> DATASET RECORDS:
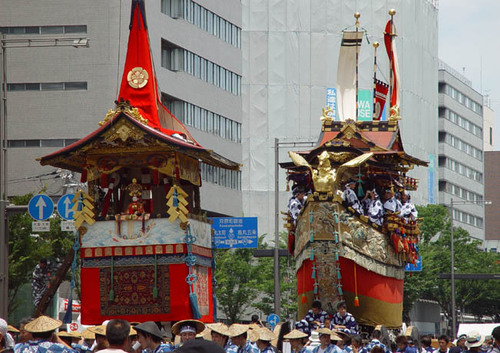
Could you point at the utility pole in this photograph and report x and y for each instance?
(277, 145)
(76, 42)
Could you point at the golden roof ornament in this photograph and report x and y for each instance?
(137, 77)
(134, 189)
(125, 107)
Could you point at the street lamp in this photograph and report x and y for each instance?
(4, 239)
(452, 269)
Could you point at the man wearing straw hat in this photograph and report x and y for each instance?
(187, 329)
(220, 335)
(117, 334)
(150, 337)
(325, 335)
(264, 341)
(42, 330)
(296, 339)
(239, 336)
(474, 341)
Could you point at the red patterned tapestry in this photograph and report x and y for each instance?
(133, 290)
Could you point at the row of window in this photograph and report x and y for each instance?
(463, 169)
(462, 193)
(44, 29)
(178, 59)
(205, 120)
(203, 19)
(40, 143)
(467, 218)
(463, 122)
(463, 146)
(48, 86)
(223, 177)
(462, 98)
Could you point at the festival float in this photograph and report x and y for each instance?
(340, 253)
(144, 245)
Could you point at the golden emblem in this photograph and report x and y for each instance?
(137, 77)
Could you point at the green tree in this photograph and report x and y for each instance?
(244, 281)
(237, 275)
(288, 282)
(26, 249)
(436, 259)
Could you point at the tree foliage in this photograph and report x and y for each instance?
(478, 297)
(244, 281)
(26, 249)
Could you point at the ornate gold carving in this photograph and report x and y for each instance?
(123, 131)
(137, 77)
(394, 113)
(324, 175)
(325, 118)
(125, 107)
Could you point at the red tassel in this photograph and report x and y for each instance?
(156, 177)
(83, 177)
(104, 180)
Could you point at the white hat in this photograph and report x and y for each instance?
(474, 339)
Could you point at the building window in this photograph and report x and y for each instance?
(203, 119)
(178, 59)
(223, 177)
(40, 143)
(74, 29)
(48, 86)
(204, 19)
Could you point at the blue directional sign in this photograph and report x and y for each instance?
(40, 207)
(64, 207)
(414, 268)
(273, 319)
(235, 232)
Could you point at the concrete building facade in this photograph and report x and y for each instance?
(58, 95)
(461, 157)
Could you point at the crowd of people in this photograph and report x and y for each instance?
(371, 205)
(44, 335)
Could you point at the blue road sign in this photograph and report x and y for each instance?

> WHAT YOU ARE ASKED TO DO: Retype the data above exactly. Do not carry over any images.

> WRITTEN RESPONSE:
Could you point at the utility pole in this photograph and report x and y for each instance?
(277, 145)
(76, 42)
Could you point at the golden roof ornament in this photograph and report x and y for each instance?
(137, 77)
(134, 189)
(125, 107)
Could you point at the street lamp in this photograph and report x and y for each instance?
(4, 239)
(452, 269)
Could you point at the man wearing straw hat in this photograph and report x and y for each instance?
(187, 329)
(220, 335)
(117, 334)
(150, 337)
(325, 335)
(264, 341)
(42, 330)
(296, 339)
(239, 336)
(474, 341)
Could you point at the red patterned tapestry in this photograph and report x and y for each instance?
(133, 290)
Could you point at the row of window in this photograph and report x and y for each instance?
(463, 169)
(462, 193)
(44, 29)
(178, 59)
(205, 120)
(203, 19)
(40, 143)
(467, 218)
(463, 122)
(463, 146)
(48, 86)
(223, 177)
(462, 98)
Could you point at the festival float in this photograph and report x and y for each instance?
(340, 253)
(144, 245)
Could you point at the golden emblem in this photograph and report x and y for each instance?
(137, 77)
Could you point at the green tree in this photograph and report x and y for each instance?
(244, 281)
(237, 275)
(288, 282)
(26, 249)
(436, 259)
Could you point at the tree foliage in this photograph and report x and y for each instance?
(478, 297)
(244, 281)
(26, 249)
Could you point at the ornate gold carving in this photograph and report x and y for each instance?
(123, 131)
(137, 77)
(394, 113)
(324, 175)
(325, 118)
(125, 107)
Could you point at the red tassel in this photograph and report x and y for each instance?
(156, 177)
(83, 177)
(104, 180)
Could you point at the white hat in this photograph and report x and y for each instance?
(474, 339)
Could you point at the building window in this photograph and report x and y for each instance?
(203, 119)
(178, 59)
(223, 177)
(40, 143)
(74, 29)
(48, 86)
(204, 19)
Could you point at the blue directional sign in this photograph and report x and y for each instance?
(40, 207)
(64, 207)
(414, 268)
(273, 319)
(235, 232)
Could you point at the concrete building facade in this photograph and report x and y for each instance?
(58, 95)
(461, 157)
Could you point at the crowd of people in this photograph and report x and y for each instance?
(371, 205)
(44, 335)
Could you point at the blue road sign in this photograph and report x and y for each instance?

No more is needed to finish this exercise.